------ Quoted passage ------
The Bangladeshi military ruler General Ershad banned a feature film based on one of his books because it had hurt the religious sentiments of the Hindu community in that country.
The Marxist government’s rationale behind proscribing Dwikhandita being thus suspect, the publisher challenged its legality in Calcutta High Court. The court held the government action banning the book “unjustified and untenable”.
During the two years that the case lingered in the High Court, fundamentalist Islamic groups held street demonstrations against Nasreen, demanding cancellation of her visa. Imam Barkati, who was in the forefront of the agitation, announced monetary rewards for publicly insulting Nasreen and even issued a fatwa to behead the writer.
------ Dataset extract ------
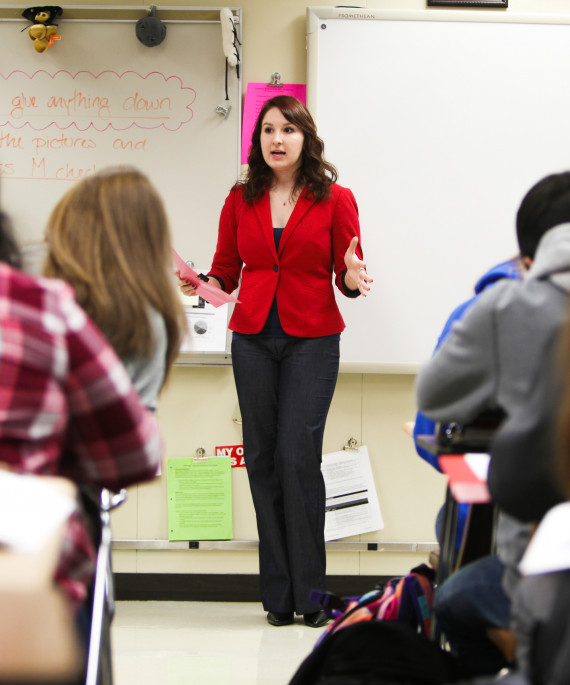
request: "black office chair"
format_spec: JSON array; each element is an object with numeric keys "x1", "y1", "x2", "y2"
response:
[{"x1": 83, "y1": 489, "x2": 127, "y2": 685}]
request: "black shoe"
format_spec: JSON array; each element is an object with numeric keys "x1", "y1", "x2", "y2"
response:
[
  {"x1": 267, "y1": 611, "x2": 293, "y2": 626},
  {"x1": 303, "y1": 611, "x2": 331, "y2": 628}
]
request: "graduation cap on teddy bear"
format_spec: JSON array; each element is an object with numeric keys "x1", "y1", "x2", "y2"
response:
[{"x1": 22, "y1": 5, "x2": 63, "y2": 52}]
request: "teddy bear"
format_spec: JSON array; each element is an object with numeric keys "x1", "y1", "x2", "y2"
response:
[{"x1": 22, "y1": 5, "x2": 63, "y2": 52}]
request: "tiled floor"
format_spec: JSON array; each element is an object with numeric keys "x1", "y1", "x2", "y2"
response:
[{"x1": 112, "y1": 602, "x2": 323, "y2": 685}]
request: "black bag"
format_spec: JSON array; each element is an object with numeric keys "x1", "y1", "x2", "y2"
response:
[{"x1": 289, "y1": 621, "x2": 461, "y2": 685}]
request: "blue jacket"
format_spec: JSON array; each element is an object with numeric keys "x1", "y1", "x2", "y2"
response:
[
  {"x1": 414, "y1": 258, "x2": 522, "y2": 549},
  {"x1": 414, "y1": 258, "x2": 522, "y2": 472}
]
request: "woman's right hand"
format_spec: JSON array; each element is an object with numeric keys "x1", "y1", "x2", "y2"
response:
[{"x1": 176, "y1": 271, "x2": 196, "y2": 297}]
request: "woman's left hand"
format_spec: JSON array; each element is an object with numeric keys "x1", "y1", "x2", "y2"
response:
[{"x1": 344, "y1": 236, "x2": 374, "y2": 297}]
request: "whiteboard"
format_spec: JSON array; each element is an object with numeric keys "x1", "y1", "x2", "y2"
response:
[
  {"x1": 307, "y1": 8, "x2": 570, "y2": 373},
  {"x1": 0, "y1": 8, "x2": 241, "y2": 360}
]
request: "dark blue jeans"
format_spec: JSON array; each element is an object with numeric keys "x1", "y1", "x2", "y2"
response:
[
  {"x1": 434, "y1": 555, "x2": 511, "y2": 677},
  {"x1": 232, "y1": 335, "x2": 339, "y2": 614}
]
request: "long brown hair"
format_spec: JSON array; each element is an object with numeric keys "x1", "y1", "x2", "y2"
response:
[
  {"x1": 240, "y1": 95, "x2": 338, "y2": 203},
  {"x1": 43, "y1": 168, "x2": 184, "y2": 380}
]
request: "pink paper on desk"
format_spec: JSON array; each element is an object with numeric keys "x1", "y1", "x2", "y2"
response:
[
  {"x1": 241, "y1": 83, "x2": 307, "y2": 164},
  {"x1": 171, "y1": 248, "x2": 239, "y2": 307}
]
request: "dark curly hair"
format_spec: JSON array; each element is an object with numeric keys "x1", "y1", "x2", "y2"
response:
[
  {"x1": 238, "y1": 95, "x2": 338, "y2": 203},
  {"x1": 0, "y1": 211, "x2": 22, "y2": 269}
]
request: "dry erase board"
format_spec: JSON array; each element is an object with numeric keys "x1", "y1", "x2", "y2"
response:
[
  {"x1": 0, "y1": 8, "x2": 241, "y2": 364},
  {"x1": 307, "y1": 8, "x2": 570, "y2": 373}
]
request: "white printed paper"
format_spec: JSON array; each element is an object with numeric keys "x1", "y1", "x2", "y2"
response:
[
  {"x1": 180, "y1": 274, "x2": 228, "y2": 352},
  {"x1": 519, "y1": 502, "x2": 570, "y2": 576},
  {"x1": 321, "y1": 446, "x2": 384, "y2": 541}
]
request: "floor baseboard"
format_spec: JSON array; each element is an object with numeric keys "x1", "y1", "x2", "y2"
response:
[{"x1": 113, "y1": 573, "x2": 391, "y2": 602}]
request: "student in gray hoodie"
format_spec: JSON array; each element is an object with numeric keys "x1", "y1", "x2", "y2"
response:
[{"x1": 416, "y1": 172, "x2": 570, "y2": 675}]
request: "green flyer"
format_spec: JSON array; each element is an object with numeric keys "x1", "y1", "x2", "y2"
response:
[{"x1": 167, "y1": 457, "x2": 233, "y2": 541}]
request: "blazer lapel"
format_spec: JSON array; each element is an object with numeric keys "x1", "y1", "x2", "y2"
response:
[
  {"x1": 253, "y1": 191, "x2": 278, "y2": 259},
  {"x1": 276, "y1": 191, "x2": 315, "y2": 254}
]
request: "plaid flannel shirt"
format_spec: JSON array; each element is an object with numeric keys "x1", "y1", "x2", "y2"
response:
[{"x1": 0, "y1": 264, "x2": 162, "y2": 602}]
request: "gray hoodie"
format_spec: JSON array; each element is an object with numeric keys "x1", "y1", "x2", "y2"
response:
[
  {"x1": 410, "y1": 224, "x2": 570, "y2": 423},
  {"x1": 410, "y1": 224, "x2": 570, "y2": 595}
]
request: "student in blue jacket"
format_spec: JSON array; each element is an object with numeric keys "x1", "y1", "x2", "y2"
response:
[{"x1": 414, "y1": 257, "x2": 523, "y2": 549}]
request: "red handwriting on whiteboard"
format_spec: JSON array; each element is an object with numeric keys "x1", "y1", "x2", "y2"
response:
[{"x1": 0, "y1": 69, "x2": 196, "y2": 132}]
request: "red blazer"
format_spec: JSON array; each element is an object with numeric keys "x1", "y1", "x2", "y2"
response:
[{"x1": 209, "y1": 184, "x2": 362, "y2": 338}]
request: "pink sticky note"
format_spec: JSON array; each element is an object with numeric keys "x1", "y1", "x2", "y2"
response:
[
  {"x1": 241, "y1": 83, "x2": 307, "y2": 164},
  {"x1": 171, "y1": 248, "x2": 239, "y2": 307}
]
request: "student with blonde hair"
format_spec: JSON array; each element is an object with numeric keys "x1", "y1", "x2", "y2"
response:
[{"x1": 43, "y1": 167, "x2": 184, "y2": 409}]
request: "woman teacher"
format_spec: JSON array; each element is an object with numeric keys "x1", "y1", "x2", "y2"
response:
[{"x1": 181, "y1": 95, "x2": 372, "y2": 627}]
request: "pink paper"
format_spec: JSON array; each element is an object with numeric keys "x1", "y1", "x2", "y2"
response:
[
  {"x1": 171, "y1": 248, "x2": 239, "y2": 307},
  {"x1": 241, "y1": 83, "x2": 307, "y2": 164}
]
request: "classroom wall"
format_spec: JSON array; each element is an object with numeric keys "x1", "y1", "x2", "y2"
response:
[{"x1": 0, "y1": 0, "x2": 569, "y2": 575}]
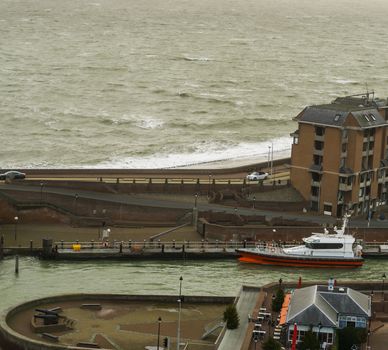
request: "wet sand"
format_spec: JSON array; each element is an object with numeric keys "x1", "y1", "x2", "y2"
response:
[{"x1": 9, "y1": 300, "x2": 226, "y2": 350}]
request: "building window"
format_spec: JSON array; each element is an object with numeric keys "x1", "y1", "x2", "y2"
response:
[
  {"x1": 314, "y1": 141, "x2": 324, "y2": 151},
  {"x1": 323, "y1": 203, "x2": 333, "y2": 215},
  {"x1": 315, "y1": 126, "x2": 325, "y2": 136},
  {"x1": 311, "y1": 173, "x2": 321, "y2": 182},
  {"x1": 313, "y1": 154, "x2": 323, "y2": 165}
]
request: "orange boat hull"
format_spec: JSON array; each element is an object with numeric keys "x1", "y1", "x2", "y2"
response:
[{"x1": 239, "y1": 251, "x2": 364, "y2": 268}]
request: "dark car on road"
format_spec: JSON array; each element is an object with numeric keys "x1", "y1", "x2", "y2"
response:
[{"x1": 0, "y1": 170, "x2": 26, "y2": 180}]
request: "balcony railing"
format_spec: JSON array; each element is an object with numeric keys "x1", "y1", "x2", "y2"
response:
[{"x1": 339, "y1": 182, "x2": 353, "y2": 191}]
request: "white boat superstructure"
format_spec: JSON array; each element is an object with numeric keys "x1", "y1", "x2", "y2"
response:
[
  {"x1": 282, "y1": 216, "x2": 362, "y2": 258},
  {"x1": 237, "y1": 216, "x2": 363, "y2": 267}
]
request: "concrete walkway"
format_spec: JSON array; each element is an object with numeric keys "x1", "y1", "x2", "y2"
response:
[
  {"x1": 218, "y1": 288, "x2": 260, "y2": 350},
  {"x1": 0, "y1": 184, "x2": 388, "y2": 228}
]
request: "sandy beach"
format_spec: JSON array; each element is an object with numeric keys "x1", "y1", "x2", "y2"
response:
[{"x1": 174, "y1": 149, "x2": 291, "y2": 169}]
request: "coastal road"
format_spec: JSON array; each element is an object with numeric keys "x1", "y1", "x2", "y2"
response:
[{"x1": 0, "y1": 184, "x2": 372, "y2": 228}]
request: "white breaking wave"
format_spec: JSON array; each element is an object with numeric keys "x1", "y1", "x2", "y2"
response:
[{"x1": 93, "y1": 137, "x2": 291, "y2": 169}]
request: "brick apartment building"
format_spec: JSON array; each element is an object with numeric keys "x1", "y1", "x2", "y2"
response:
[{"x1": 291, "y1": 93, "x2": 388, "y2": 217}]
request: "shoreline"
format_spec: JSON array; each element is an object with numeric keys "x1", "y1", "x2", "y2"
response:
[{"x1": 173, "y1": 149, "x2": 291, "y2": 170}]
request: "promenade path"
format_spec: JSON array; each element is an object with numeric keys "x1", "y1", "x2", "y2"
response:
[
  {"x1": 218, "y1": 289, "x2": 260, "y2": 350},
  {"x1": 0, "y1": 184, "x2": 388, "y2": 228},
  {"x1": 0, "y1": 184, "x2": 336, "y2": 227}
]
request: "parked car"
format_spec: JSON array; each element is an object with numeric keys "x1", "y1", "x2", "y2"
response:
[
  {"x1": 0, "y1": 170, "x2": 26, "y2": 180},
  {"x1": 247, "y1": 171, "x2": 268, "y2": 181}
]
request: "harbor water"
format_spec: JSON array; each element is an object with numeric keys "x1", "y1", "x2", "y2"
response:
[
  {"x1": 0, "y1": 257, "x2": 388, "y2": 310},
  {"x1": 0, "y1": 0, "x2": 388, "y2": 168}
]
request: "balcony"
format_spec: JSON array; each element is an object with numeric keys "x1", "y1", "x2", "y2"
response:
[
  {"x1": 338, "y1": 182, "x2": 353, "y2": 191},
  {"x1": 309, "y1": 164, "x2": 323, "y2": 174},
  {"x1": 313, "y1": 148, "x2": 323, "y2": 156},
  {"x1": 362, "y1": 149, "x2": 373, "y2": 157},
  {"x1": 363, "y1": 136, "x2": 375, "y2": 142}
]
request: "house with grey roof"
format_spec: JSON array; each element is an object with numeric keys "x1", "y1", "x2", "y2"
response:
[{"x1": 286, "y1": 283, "x2": 372, "y2": 349}]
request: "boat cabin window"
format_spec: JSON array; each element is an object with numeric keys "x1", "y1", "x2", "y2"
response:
[{"x1": 305, "y1": 243, "x2": 344, "y2": 249}]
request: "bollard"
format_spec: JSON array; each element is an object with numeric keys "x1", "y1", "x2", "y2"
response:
[{"x1": 15, "y1": 255, "x2": 19, "y2": 274}]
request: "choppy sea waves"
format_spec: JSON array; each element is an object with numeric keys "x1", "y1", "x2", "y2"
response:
[{"x1": 0, "y1": 0, "x2": 388, "y2": 168}]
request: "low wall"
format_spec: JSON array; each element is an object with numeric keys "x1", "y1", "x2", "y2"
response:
[{"x1": 0, "y1": 294, "x2": 235, "y2": 350}]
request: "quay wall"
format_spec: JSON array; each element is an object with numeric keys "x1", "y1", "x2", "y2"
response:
[{"x1": 197, "y1": 219, "x2": 388, "y2": 244}]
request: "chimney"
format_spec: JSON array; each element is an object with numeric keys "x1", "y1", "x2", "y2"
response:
[{"x1": 327, "y1": 277, "x2": 334, "y2": 292}]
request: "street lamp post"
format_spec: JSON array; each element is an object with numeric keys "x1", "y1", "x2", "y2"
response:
[
  {"x1": 207, "y1": 174, "x2": 212, "y2": 199},
  {"x1": 157, "y1": 316, "x2": 162, "y2": 350},
  {"x1": 40, "y1": 182, "x2": 44, "y2": 203},
  {"x1": 317, "y1": 322, "x2": 322, "y2": 348},
  {"x1": 176, "y1": 276, "x2": 183, "y2": 350},
  {"x1": 14, "y1": 216, "x2": 19, "y2": 241},
  {"x1": 74, "y1": 193, "x2": 78, "y2": 215}
]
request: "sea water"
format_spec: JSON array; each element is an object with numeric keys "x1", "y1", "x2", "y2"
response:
[{"x1": 0, "y1": 0, "x2": 388, "y2": 168}]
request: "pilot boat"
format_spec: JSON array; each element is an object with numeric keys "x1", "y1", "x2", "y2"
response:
[{"x1": 236, "y1": 216, "x2": 364, "y2": 268}]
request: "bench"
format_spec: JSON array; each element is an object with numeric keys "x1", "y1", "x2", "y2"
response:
[
  {"x1": 81, "y1": 304, "x2": 102, "y2": 310},
  {"x1": 77, "y1": 342, "x2": 101, "y2": 349},
  {"x1": 48, "y1": 306, "x2": 62, "y2": 313},
  {"x1": 42, "y1": 333, "x2": 59, "y2": 342}
]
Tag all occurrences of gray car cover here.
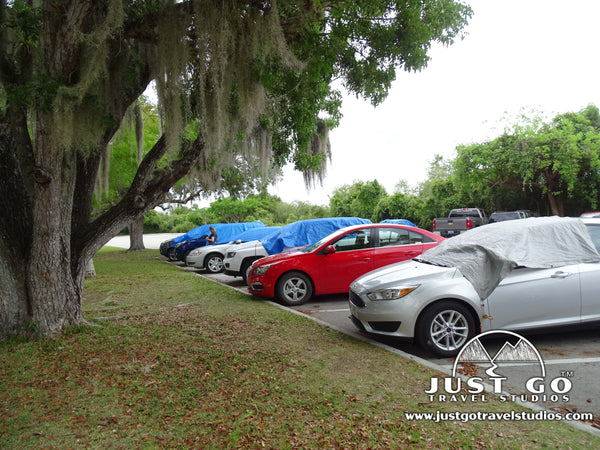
[417,217,600,299]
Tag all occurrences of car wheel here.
[204,253,223,273]
[276,272,313,306]
[417,301,475,358]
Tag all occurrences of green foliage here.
[329,180,387,221]
[453,105,600,216]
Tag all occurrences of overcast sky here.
[270,0,600,205]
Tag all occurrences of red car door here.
[313,228,374,294]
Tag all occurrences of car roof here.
[581,217,600,225]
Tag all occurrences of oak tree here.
[0,0,471,337]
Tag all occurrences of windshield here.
[301,228,346,253]
[413,256,450,267]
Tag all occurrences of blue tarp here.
[173,221,265,245]
[260,217,371,255]
[380,219,416,227]
[236,227,281,242]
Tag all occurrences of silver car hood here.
[350,260,454,293]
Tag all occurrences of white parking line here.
[297,308,350,312]
[442,358,600,367]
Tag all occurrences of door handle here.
[550,270,573,278]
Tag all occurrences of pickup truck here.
[433,208,488,237]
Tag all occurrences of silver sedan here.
[349,218,600,357]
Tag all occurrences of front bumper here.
[348,290,418,338]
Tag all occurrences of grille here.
[369,322,402,333]
[350,291,365,308]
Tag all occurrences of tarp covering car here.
[416,217,600,299]
[380,219,416,227]
[173,220,265,245]
[260,217,371,255]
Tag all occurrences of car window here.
[586,224,600,253]
[332,230,373,252]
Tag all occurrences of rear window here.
[449,209,479,217]
[586,223,600,253]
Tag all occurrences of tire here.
[275,272,313,306]
[204,253,225,273]
[417,300,476,358]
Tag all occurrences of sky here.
[269,0,600,205]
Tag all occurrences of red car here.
[248,223,444,306]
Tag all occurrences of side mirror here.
[323,245,335,255]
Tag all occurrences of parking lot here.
[104,235,600,434]
[175,262,600,432]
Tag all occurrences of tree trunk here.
[129,216,146,252]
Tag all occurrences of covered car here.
[379,219,416,227]
[167,221,265,261]
[223,217,371,280]
[349,217,600,357]
[248,223,444,306]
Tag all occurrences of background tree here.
[0,0,471,336]
[329,180,387,221]
[453,105,600,216]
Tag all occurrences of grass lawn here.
[0,249,600,449]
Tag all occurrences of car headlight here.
[367,285,419,301]
[252,264,273,275]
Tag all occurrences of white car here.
[349,217,600,357]
[223,241,269,281]
[185,242,233,273]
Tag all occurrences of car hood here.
[350,259,454,293]
[227,241,260,252]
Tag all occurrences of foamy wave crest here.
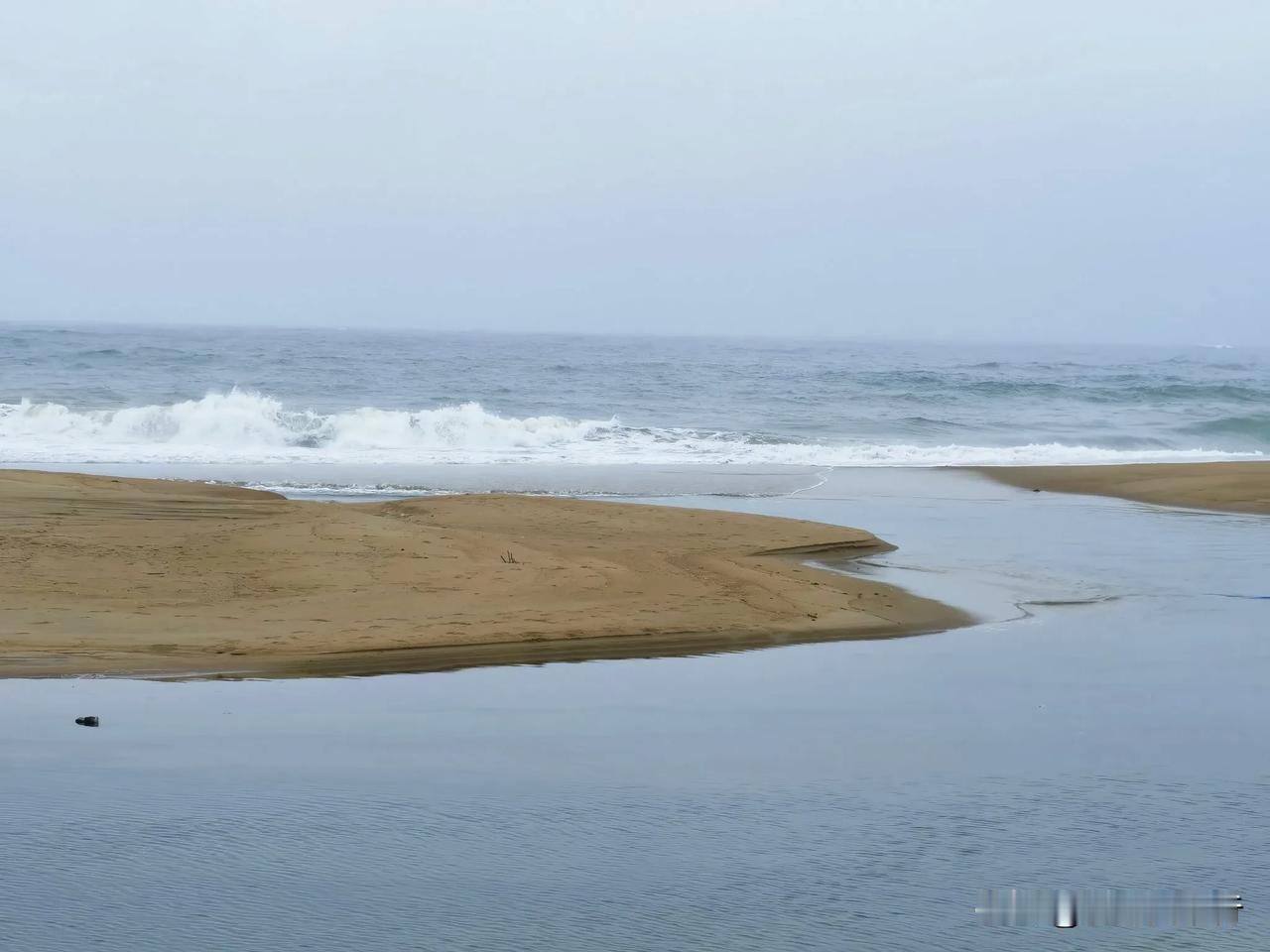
[0,390,1261,466]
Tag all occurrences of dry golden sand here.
[975,462,1270,513]
[0,471,969,675]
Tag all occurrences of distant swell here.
[0,390,1261,466]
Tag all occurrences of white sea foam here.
[0,390,1262,466]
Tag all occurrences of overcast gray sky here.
[0,0,1270,343]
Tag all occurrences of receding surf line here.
[0,390,1265,467]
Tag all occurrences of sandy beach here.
[0,471,969,675]
[974,462,1270,513]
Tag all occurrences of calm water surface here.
[0,471,1270,952]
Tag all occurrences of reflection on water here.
[0,473,1270,952]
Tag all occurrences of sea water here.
[0,325,1270,489]
[0,331,1270,952]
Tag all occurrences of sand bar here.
[0,471,970,676]
[974,461,1270,513]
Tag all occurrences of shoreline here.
[958,459,1270,514]
[0,471,972,678]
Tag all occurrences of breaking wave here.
[0,390,1262,466]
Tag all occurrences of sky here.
[0,0,1270,344]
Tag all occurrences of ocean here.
[0,325,1270,491]
[0,326,1270,952]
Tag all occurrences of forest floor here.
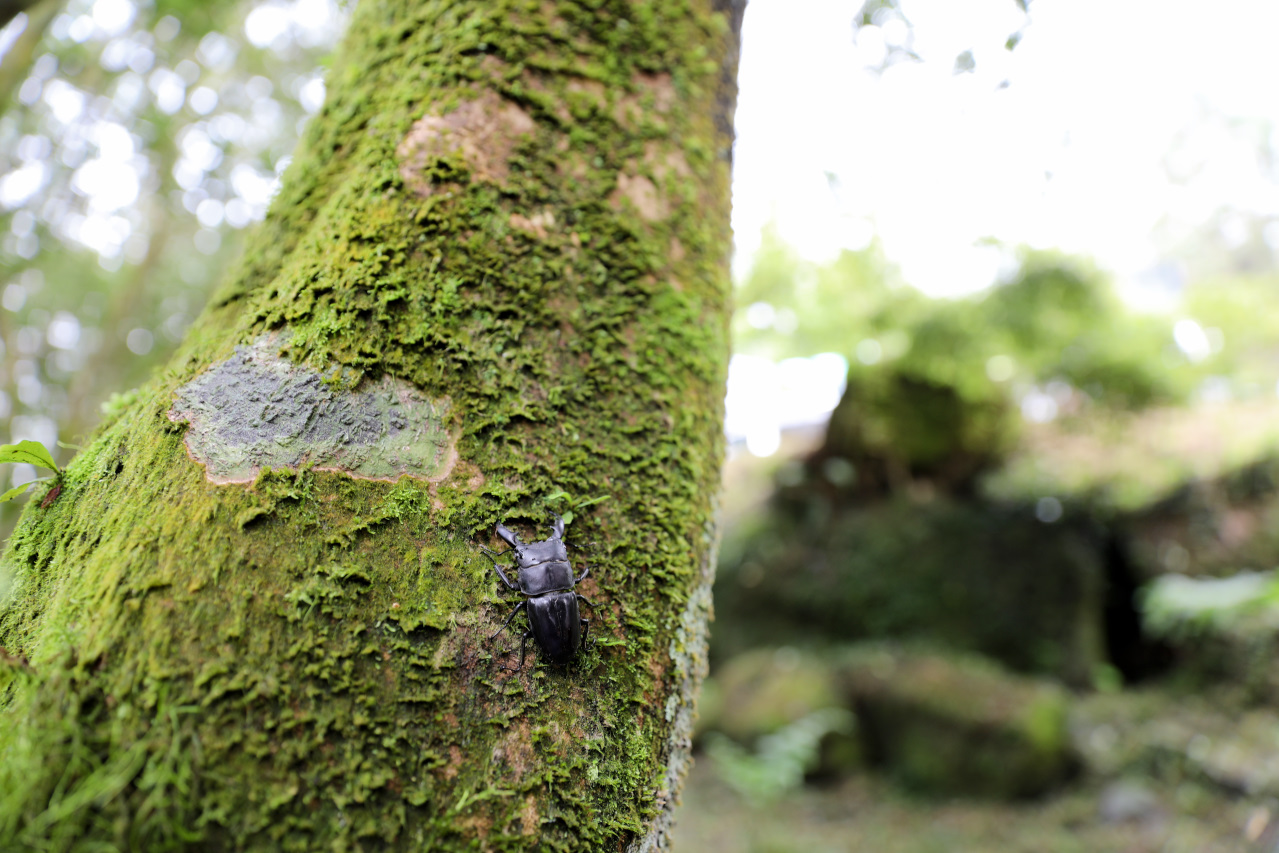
------
**Study questions:**
1/ From the passage on the ban of Dwikhandita, extract the text word for word, starting with "The Bangladeshi military" and going on through "behead the writer.".
2/ Extend the passage on the ban of Dwikhandita, picking up right after its last sentence.

**Task responses:**
1/
The Bangladeshi military ruler General Ershad banned a feature film based on one of his books because it had hurt the religious sentiments of the Hindu community in that country.
The Marxist government’s rationale behind proscribing Dwikhandita being thus suspect, the publisher challenged its legality in Calcutta High Court. The court held the government action banning the book “unjustified and untenable”.
During the two years that the case lingered in the High Court, fundamentalist Islamic groups held street demonstrations against Nasreen, demanding cancellation of her visa. Imam Barkati, who was in the forefront of the agitation, announced monetary rewards for publicly insulting Nasreen and even issued a fatwa to behead the writer.

2/
All the time, the state government and the police played footsie with these fundamentalist fanatics, ignoring the criminal offences, including incitement to commit murder in police presence. The state administration prevented the holding of literary seminars at Midnapore and Siliguri, which Nasreen was scheduled to address, by imposing prohibitory orders under Section 144 of the Criminal Procedure Code on the specious ground that these could disturb communal peace.
In August, at a book release function in Hyderabad, Majlish Itthadul Musalmeen leaders, including party MLAs and their hoodlums assaulted Nasreen to press the demand for cancellation of her visa.
The police in Congress-ruled Andhra Pradesh did not take action against the criminals, but in the face of public criticism, later registered a case. That did not deter the culprits from ganging up with the likes of Imam Barkati in Kolkata to iterate the fatwa to kill the Bangladeshi writer, with a huge police possé headed by two DCs looking the other way.
Among the people arrested for the day-long violence on 21 November are known CPI-M cadres and elements involved in the community policing programmes of the Kolkata Police. Many illegal aliens from Bangladesh were involved in the violence.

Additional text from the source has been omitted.